State only how many lines in the entries below contain the string "rope", matching case exactly.

___ STORED ROWS ___

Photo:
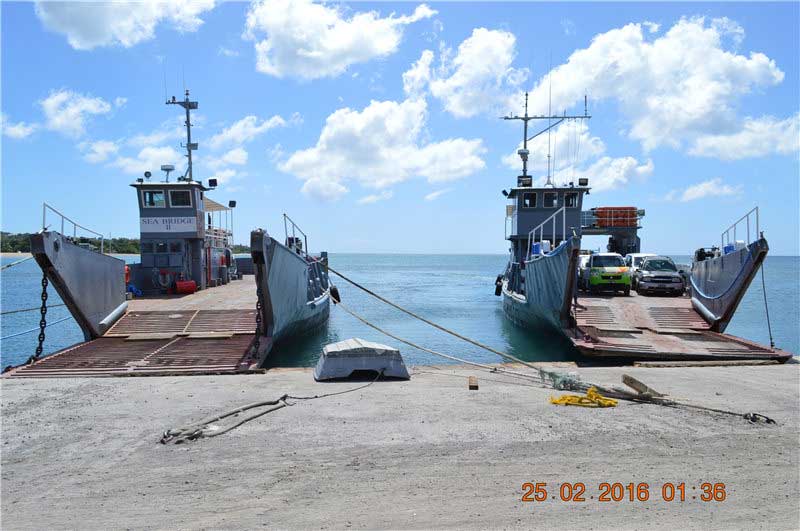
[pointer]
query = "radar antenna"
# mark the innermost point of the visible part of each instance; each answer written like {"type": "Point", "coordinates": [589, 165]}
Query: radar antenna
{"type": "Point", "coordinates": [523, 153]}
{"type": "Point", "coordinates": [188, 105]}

___
___ STORED ROWS ___

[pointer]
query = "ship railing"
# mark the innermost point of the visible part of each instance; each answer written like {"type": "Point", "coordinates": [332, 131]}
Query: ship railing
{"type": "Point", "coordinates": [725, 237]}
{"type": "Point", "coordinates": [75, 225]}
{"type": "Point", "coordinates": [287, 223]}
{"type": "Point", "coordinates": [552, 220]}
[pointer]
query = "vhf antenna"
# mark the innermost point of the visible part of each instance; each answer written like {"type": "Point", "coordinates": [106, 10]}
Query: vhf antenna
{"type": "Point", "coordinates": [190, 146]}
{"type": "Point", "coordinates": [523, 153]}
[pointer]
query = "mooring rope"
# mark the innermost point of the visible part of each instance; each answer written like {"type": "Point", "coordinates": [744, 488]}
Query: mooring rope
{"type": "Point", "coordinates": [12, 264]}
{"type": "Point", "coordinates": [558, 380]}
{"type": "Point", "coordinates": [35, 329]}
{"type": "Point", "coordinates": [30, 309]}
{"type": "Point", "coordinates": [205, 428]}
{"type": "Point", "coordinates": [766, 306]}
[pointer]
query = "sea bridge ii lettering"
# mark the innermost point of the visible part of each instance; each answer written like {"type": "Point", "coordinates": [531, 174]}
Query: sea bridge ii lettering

___

- OUTPUT FOR THIS EXERCISE:
2